** Extracted material follows **

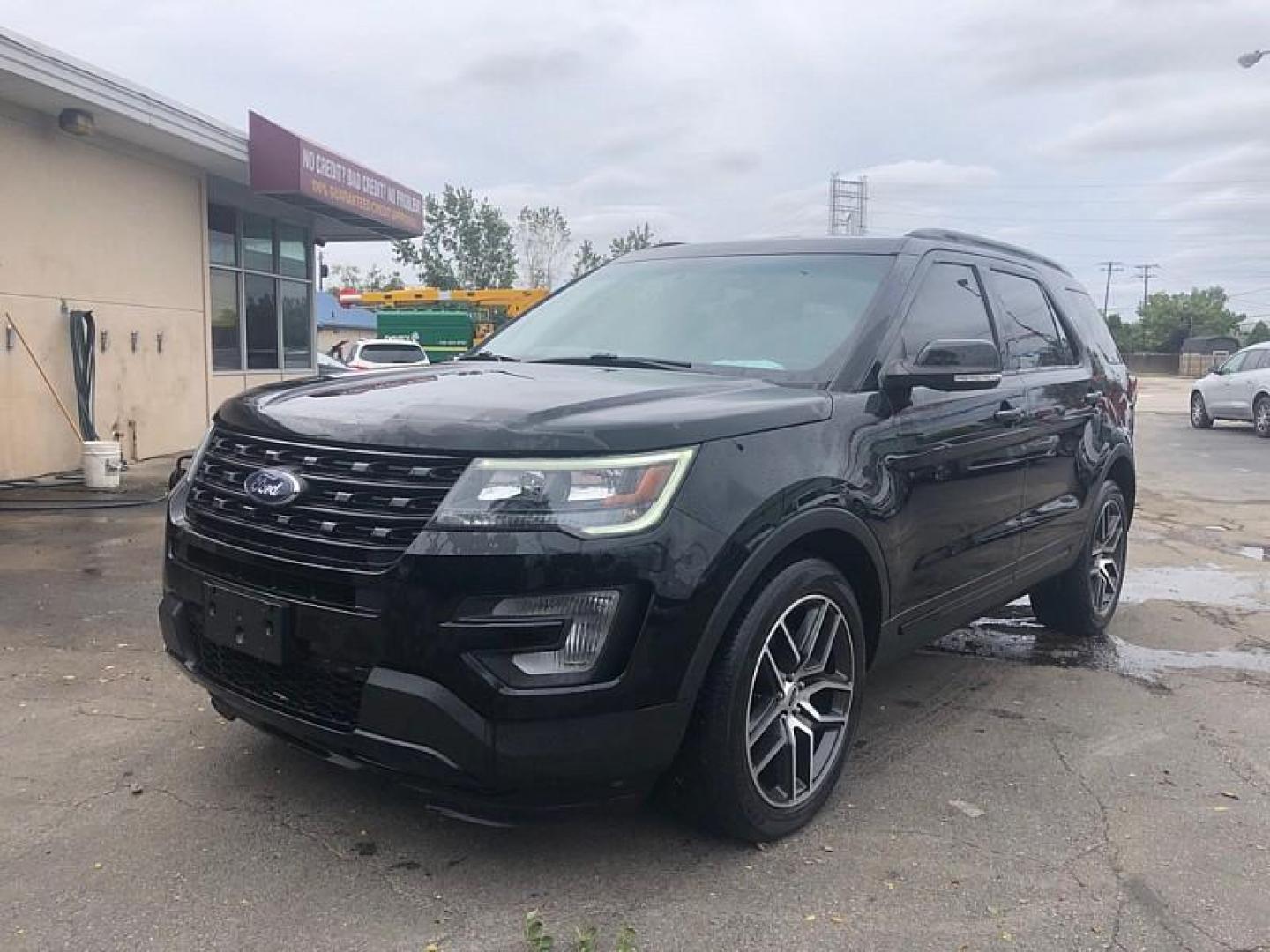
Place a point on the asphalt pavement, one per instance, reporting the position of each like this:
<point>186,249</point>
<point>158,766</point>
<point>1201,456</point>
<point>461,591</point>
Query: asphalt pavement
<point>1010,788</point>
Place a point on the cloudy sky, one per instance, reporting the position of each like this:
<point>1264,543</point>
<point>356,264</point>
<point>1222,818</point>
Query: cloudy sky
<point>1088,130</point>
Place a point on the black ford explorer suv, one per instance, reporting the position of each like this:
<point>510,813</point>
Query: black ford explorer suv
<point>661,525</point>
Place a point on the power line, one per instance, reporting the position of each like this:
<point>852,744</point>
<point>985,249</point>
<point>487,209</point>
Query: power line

** End of Extracted material **

Instructions to follow → Each line of the data above must be repeated exactly, images excluded.

Completed exercise →
Place a point on the asphalt pavement, one per instance, reporting the position of each like this:
<point>186,249</point>
<point>158,766</point>
<point>1201,456</point>
<point>461,591</point>
Query: asphalt pavement
<point>1010,788</point>
Place a point on the cloudy sky, one per instance, reporting the position of each like this:
<point>1264,543</point>
<point>356,264</point>
<point>1222,818</point>
Query: cloudy sky
<point>1088,130</point>
Place a point on the black ford explorer suv, one per instance, reporting the position of each like this:
<point>510,813</point>
Query: black ford explorer suv
<point>661,525</point>
Place a point on the power line, one per instance, reporting the position of each like this:
<point>852,744</point>
<point>985,249</point>
<point>487,209</point>
Query: power line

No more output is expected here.